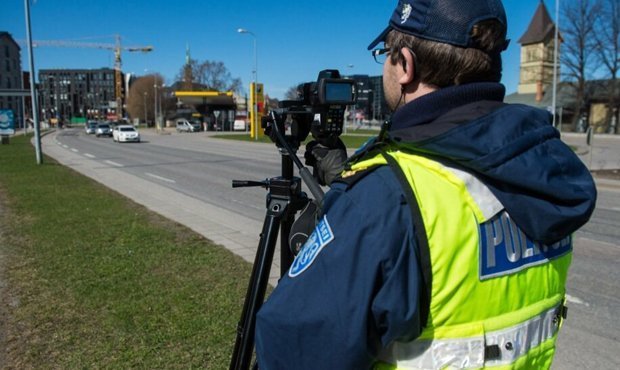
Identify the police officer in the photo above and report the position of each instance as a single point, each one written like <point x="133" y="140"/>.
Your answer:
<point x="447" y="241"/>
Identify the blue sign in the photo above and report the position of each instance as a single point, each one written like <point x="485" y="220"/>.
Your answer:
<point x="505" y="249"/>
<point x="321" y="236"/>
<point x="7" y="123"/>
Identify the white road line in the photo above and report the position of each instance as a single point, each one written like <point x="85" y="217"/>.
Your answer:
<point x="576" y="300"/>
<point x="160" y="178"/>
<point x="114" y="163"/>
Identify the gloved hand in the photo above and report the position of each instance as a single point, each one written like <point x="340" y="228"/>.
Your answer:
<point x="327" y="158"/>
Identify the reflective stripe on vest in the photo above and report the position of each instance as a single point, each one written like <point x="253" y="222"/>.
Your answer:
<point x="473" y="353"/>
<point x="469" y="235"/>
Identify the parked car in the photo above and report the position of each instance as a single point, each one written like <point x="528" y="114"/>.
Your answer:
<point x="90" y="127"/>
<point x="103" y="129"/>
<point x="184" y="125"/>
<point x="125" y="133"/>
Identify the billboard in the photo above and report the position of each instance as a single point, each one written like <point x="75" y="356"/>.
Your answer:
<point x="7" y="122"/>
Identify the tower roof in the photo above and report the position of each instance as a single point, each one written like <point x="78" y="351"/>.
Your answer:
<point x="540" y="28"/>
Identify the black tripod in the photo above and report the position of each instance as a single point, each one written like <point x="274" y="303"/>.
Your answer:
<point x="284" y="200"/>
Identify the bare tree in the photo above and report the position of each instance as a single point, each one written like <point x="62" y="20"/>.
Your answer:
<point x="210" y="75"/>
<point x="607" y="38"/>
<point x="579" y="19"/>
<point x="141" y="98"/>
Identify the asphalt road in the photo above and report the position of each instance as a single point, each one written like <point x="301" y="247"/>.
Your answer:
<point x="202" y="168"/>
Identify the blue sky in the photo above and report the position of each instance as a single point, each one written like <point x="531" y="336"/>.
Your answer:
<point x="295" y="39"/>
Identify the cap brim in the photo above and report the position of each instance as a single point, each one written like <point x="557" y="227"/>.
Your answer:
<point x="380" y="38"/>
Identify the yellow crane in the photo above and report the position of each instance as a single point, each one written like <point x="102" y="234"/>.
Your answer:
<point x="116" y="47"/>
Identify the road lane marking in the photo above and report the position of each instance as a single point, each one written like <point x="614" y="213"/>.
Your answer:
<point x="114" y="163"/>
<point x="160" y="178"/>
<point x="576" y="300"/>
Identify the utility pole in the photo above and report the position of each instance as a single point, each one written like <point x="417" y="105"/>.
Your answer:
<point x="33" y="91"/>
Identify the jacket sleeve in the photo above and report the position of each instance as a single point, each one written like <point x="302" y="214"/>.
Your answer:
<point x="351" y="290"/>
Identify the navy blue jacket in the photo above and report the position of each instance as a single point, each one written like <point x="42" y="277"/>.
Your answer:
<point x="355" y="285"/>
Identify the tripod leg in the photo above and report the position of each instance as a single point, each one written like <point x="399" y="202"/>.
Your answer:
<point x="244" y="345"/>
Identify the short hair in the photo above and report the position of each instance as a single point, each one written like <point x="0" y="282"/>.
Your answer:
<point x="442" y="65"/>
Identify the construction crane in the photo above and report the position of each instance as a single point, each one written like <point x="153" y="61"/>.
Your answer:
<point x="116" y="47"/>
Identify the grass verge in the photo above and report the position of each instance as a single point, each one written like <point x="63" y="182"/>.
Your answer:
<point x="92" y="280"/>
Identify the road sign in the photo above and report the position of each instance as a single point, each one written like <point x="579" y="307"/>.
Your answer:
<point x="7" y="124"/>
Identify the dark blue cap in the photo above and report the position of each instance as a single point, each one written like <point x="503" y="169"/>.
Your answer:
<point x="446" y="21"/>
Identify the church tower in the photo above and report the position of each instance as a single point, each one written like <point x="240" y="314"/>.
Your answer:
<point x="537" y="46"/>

Task brief -
From the line containing "Identify the short" to the last line of the material, please quote every line exactly and only those.

Complete response -
Identify the short hair in the photo above and report the position of each instance as a single point, each one written like <point x="0" y="282"/>.
Your answer:
<point x="442" y="65"/>
Identify the construction crane in the photo above and report the position of each instance as a single point, each one written like <point x="153" y="61"/>.
Your answer:
<point x="116" y="47"/>
Identify the grass verge in the photo above and report the position of each instance as a single point, each one written like <point x="63" y="182"/>.
Your answer:
<point x="92" y="280"/>
Identify the road sign in the photo above and report the position of each instance as a single point, each one written like <point x="579" y="307"/>.
Your answer:
<point x="7" y="124"/>
Identify the dark blue cap in the photo above and report the position of each instance as a single point, each one written like <point x="503" y="169"/>.
Your answer:
<point x="446" y="21"/>
Identify the church tower in the photo above and report the position of each instance as a single point, each one written like <point x="240" y="314"/>.
Your answer:
<point x="537" y="46"/>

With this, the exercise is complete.